──────── Exercise inputs

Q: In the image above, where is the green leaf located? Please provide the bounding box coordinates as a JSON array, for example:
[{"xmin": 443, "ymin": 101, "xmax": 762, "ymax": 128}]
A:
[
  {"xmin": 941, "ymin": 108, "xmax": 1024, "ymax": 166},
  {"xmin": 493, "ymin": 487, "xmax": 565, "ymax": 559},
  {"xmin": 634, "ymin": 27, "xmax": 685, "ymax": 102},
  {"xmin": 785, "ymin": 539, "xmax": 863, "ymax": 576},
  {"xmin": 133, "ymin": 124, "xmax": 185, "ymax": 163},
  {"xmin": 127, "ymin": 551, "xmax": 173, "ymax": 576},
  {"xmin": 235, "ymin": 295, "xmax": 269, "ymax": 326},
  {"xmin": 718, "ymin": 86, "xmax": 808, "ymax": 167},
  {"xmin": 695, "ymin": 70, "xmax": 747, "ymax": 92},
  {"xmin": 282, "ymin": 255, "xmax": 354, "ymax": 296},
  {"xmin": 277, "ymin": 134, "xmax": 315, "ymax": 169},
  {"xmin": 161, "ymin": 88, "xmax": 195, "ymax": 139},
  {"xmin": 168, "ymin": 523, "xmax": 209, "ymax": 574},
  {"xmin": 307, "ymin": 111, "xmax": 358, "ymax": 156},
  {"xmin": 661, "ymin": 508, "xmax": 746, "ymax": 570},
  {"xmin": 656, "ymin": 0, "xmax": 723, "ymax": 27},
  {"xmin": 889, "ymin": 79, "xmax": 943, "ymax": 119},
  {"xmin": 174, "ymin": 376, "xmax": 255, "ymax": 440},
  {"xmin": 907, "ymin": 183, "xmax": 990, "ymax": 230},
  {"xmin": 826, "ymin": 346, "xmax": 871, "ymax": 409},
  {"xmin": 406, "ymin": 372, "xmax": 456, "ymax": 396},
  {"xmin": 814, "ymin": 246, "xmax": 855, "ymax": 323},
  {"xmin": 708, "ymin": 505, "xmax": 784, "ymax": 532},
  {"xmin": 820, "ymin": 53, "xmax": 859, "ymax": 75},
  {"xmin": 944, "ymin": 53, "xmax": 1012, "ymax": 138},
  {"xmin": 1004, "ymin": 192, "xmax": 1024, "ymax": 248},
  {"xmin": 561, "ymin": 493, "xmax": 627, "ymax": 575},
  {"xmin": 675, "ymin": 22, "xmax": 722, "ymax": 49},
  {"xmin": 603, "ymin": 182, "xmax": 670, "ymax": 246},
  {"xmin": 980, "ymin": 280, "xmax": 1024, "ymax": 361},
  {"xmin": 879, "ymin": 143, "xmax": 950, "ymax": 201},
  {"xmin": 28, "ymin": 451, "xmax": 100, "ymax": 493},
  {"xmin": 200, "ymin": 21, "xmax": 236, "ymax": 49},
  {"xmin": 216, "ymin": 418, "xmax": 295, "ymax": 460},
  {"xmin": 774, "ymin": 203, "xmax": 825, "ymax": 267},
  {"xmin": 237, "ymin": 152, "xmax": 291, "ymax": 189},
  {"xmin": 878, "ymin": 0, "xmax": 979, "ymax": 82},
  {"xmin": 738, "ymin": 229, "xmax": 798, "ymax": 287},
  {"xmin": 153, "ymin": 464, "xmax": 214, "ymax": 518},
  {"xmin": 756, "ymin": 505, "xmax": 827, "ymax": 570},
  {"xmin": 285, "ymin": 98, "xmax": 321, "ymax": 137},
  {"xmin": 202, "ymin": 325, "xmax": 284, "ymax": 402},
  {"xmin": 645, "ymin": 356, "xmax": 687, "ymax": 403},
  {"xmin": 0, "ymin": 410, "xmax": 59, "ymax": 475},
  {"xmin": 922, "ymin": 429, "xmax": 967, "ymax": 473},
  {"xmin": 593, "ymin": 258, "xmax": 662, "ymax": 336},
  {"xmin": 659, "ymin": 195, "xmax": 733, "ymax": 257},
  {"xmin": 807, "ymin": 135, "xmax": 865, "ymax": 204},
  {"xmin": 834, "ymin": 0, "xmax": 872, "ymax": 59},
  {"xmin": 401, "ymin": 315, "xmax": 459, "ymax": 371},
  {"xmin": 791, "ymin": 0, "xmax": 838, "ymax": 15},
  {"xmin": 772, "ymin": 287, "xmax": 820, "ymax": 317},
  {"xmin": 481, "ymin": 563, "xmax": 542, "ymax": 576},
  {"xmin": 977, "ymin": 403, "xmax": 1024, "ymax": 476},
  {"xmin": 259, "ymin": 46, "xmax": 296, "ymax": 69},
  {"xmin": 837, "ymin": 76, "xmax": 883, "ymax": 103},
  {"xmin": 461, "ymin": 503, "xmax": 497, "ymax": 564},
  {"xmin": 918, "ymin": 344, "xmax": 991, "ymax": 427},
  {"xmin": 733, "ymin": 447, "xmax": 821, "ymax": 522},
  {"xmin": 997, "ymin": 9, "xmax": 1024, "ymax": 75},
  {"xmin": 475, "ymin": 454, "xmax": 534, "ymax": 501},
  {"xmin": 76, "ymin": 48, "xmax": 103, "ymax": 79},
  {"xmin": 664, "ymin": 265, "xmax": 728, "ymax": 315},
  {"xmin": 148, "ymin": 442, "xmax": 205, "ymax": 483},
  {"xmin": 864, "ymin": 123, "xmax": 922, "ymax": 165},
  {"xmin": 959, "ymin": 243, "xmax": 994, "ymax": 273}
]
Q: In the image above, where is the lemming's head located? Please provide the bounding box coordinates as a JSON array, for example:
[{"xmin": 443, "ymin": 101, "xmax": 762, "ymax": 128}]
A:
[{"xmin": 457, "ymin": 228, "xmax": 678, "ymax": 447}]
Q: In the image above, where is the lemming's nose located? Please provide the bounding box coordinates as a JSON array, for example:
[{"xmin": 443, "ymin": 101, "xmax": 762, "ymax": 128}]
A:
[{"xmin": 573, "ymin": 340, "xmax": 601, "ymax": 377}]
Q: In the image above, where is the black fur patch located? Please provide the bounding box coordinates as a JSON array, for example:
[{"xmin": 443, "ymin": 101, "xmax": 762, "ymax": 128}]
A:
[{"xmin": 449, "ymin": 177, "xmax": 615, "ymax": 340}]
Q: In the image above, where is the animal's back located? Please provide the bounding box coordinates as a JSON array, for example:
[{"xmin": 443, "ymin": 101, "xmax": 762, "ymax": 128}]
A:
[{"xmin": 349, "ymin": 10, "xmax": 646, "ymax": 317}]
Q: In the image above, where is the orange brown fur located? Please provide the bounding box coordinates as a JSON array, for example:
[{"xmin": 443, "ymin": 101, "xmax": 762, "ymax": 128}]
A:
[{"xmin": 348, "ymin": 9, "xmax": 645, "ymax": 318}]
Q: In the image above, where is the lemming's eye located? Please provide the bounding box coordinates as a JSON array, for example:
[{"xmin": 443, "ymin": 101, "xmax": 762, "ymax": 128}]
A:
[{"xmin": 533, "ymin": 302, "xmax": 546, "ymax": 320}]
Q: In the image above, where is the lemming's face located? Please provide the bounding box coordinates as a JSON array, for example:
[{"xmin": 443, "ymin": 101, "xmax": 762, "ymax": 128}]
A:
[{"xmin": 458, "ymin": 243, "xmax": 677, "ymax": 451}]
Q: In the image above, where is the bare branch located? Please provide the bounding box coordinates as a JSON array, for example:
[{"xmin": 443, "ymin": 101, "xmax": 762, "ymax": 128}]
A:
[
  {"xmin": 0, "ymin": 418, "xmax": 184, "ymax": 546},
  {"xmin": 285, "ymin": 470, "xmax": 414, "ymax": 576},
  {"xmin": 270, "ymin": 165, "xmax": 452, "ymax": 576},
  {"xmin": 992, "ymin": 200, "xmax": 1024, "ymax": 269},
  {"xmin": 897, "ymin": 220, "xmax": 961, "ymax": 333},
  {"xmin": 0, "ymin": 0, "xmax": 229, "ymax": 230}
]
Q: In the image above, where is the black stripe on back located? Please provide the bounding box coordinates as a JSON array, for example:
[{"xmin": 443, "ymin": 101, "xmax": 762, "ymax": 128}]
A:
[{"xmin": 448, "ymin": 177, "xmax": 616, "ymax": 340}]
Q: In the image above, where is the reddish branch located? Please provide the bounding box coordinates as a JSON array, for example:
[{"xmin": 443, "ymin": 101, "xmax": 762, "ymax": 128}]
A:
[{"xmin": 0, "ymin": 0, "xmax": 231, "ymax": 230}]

────────────────

**Instructions to follow**
Pick out each line above that includes "lemming" and show it.

**Result of the exercise**
Q: In the image above, where is the lemming's head located? Please provide the bounding box coordinates as a JSON array, for example:
Q: In the image above, where is the lemming's nose located? Please provide the bounding box coordinates as a JSON array, for example:
Q: In the image above, where is the lemming's eye located? Please provide the bounding box coordinates as a JSON array, for example:
Q: In the image above, where is the lemming's face located? Please provide the bounding box coordinates as a JSON array, for example:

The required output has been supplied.